Task goal:
Copy out the data in full, keeping each line exactly as it reads.
Start of Records for this exercise
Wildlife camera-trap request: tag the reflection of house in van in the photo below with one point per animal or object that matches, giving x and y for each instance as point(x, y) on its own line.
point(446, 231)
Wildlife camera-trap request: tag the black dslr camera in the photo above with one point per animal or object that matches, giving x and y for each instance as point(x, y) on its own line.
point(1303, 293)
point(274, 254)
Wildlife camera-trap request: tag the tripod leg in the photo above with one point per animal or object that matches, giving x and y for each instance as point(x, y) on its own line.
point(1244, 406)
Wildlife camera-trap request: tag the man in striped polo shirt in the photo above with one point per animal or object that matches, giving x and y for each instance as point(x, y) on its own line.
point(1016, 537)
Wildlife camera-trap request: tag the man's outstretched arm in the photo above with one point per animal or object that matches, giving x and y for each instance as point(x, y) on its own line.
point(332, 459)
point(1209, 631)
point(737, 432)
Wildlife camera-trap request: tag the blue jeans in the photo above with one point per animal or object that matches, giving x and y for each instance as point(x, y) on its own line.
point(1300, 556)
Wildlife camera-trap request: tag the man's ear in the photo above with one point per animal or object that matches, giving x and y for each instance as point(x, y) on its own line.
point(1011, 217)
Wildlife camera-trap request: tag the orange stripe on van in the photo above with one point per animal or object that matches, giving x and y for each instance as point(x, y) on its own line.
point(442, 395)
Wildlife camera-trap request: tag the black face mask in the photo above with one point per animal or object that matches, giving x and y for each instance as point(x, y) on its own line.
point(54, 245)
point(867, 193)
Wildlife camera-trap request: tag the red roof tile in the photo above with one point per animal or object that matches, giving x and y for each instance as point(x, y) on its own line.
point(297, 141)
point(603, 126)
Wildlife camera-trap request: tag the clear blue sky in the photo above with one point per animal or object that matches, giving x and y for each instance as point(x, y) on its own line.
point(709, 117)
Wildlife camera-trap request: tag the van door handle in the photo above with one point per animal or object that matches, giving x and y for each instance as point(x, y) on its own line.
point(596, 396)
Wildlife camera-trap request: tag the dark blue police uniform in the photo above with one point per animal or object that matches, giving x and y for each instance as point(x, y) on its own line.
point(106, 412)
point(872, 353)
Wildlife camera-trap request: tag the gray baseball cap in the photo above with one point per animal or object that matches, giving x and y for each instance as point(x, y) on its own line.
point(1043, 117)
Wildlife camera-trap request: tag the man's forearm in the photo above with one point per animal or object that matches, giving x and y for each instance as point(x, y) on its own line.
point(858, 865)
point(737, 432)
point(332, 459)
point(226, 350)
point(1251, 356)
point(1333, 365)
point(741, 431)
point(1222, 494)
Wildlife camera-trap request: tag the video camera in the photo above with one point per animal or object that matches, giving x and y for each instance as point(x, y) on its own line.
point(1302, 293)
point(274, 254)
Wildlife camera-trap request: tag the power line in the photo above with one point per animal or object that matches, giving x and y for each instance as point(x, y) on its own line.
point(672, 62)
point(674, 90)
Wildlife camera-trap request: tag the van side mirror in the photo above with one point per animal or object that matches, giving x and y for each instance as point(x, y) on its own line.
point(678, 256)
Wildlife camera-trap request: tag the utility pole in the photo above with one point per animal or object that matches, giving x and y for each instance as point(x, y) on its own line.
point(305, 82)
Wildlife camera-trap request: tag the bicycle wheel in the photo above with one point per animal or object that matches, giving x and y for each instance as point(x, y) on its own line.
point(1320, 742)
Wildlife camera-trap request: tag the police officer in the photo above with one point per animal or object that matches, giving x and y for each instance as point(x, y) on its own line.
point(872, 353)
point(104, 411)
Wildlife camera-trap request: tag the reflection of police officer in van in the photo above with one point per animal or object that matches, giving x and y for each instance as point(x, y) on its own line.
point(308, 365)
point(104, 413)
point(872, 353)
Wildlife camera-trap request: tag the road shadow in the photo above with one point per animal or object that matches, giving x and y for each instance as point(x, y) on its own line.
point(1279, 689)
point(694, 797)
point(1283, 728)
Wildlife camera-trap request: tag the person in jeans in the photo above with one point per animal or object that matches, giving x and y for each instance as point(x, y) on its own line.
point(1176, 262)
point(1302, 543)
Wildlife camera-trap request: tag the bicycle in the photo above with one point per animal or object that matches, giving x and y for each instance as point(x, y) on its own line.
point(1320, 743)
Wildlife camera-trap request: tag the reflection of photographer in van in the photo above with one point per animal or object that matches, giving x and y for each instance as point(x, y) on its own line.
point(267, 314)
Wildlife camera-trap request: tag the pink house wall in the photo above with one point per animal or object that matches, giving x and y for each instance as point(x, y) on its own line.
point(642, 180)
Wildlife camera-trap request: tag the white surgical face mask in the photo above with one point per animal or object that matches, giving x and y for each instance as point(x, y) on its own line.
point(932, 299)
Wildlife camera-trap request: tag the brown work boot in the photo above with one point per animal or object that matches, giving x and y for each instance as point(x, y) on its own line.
End of Records for this exercise
Your response:
Wildlife camera-trap request: tag the reflection of house in van in the photo below with one point per animal or object that matches, giving x and y for each instance as point(x, y) on its own line.
point(446, 231)
Wildlife camera-trap request: tag the black dslr camera in the photo above with one point per animal or object that matches, giving x and y for each instance as point(x, y) on its own line.
point(1303, 293)
point(274, 254)
Wildlife camera-trap request: tag the tripod leg in the photo above with one point per animal or object that matches, giving x and y for each instance as point(x, y) on its own line.
point(1244, 406)
Wildlife camera-trap request: tag the man in striped polo shirt in the photo above with one point per animal or object that matches, giving x and y for each instance as point(x, y) on its own line.
point(1016, 537)
Wildlife camera-trap request: tag the man's outstretched arm in the photo above with one point per animal or object that matches, giving x and y for each instance as point(x, y) on its own line.
point(332, 459)
point(1209, 631)
point(737, 432)
Wildlife camera-trap request: tag the blue jeans in the photo above with one point per animal or object that matches, giving x and y for each instance as point(x, y) on its own line.
point(1300, 556)
Wildlife camera-trap request: tag the man's ear in the photo above with one point per animal or object that matches, giving x and y for each instance as point(x, y) on its own line.
point(1011, 217)
Wildlife camera-trap request: tag the orange stripe on van in the photo above with one point per animal or object that matches, giving x and y for each instance as point(x, y) on its own line.
point(442, 395)
Wildlife camera-trap request: tag the black face mask in the photo above with one point per animal or object that matches, giving x and y for each instance as point(x, y) on its own line.
point(54, 245)
point(867, 193)
Wildlife camera-trap request: tag the red roof tile in the photo above with one point per animal or object that matches, giving x and y for each instance as point(x, y) on its own line.
point(297, 141)
point(603, 126)
Wildlife camera-trap request: tag the clear blue sky in the photo above with one point per animal or object that matches, giving x and y for each instance as point(x, y) on its own line.
point(709, 117)
Wildlife camera-trap request: tag the van door handle in the photo above with one point per animal or object that matches, giving x and y for each instance as point(x, y) on its own line.
point(596, 396)
Wildlife camera-trap request: tag the dark blue police uniform in the photo above with one point per animal or object that matches, giving x and y for each instance as point(x, y) on its own line.
point(106, 412)
point(872, 353)
Wildlife camera-trap request: tag the gray baseball cap in the photo above with one point per animal or object that matches, giving x and y for each instance as point(x, y) on its own line.
point(1043, 117)
Wildlife camera-trap request: tag the man's forearm in the photo above with one point per animal or object that matches, giving x and y for each instance as point(x, y) on its own line.
point(858, 865)
point(737, 432)
point(332, 459)
point(226, 350)
point(1251, 356)
point(1333, 365)
point(741, 431)
point(1222, 494)
Wildlife camera-trap request: tag the video camera in the photo above with one point per animal or object that matches, giving x and y for each instance as point(x, y) on its own line.
point(1302, 293)
point(274, 254)
Wildlife camera-trap request: tag the power line in the photo above with one point per animal or object that matches, giving x and y for each instance as point(x, y) on its own line.
point(672, 62)
point(674, 90)
Wildlife camera-trap request: tag the van side mirror in the photo above with one point per animal or object that matches, giving x and y for each instance as point(x, y) on its own line.
point(678, 256)
Wildlife camera-trap request: tag the utility pole in the photo above with one point per animal or object that matches, giving x and y for each instance as point(x, y) on its own line.
point(305, 82)
Wildlife camera-trap request: tag the bicycle wheel in the photo above with one point per animal or object that matches, giving x and y for each instance as point(x, y) on its own line.
point(1320, 742)
Wildlife camera-trap request: tag the police officer in the photo above with one point per animal or object that matches, giving x and y for each instance as point(x, y) on its own line.
point(872, 353)
point(104, 411)
Wildlife camera-trap request: tag the reflection of police officer in van in the photo above with one point per animal or object that matches, giving x and y for each instance as point(x, y) on its own line.
point(308, 365)
point(104, 413)
point(872, 353)
Wildlife camera-trap request: tag the road shadow in the photo above with one point per animal or object that matches, giving x and y for each instance as point(x, y) on its own line.
point(1279, 689)
point(694, 797)
point(1283, 728)
Wildlife camera-trap request: tag the person in jeans in the photo above with one point per animal or object that matches, giving x and y for each instance as point(x, y) on its own line.
point(1176, 262)
point(1302, 543)
Wildlife camera-trap request: tag the bicycle in the photo above with one point per animal or object that matches, giving x and y for each instance as point(x, y) on its own line.
point(1320, 743)
Wildlife camera-trap request: tag the reflection of photographer in van in the photo above with one point per animal or object that matches, giving x and y for each instance as point(x, y) on its own line.
point(267, 314)
Wildlife camera-trap request: tag the pink house wall in the photo above with one point per animal or object that matches, giving x and y for each instance as point(x, y) on its own line.
point(642, 180)
Wildlife camera-trap request: tag the white surgical face mask in the photo above with one point per animal or object that matches, giving x and y for each instance as point(x, y) on its own line.
point(932, 299)
Wildlife camera-trap request: tag the brown work boot in the photo above with one point per animal or object that matches, giving x and y for each instance as point(x, y) on its own line.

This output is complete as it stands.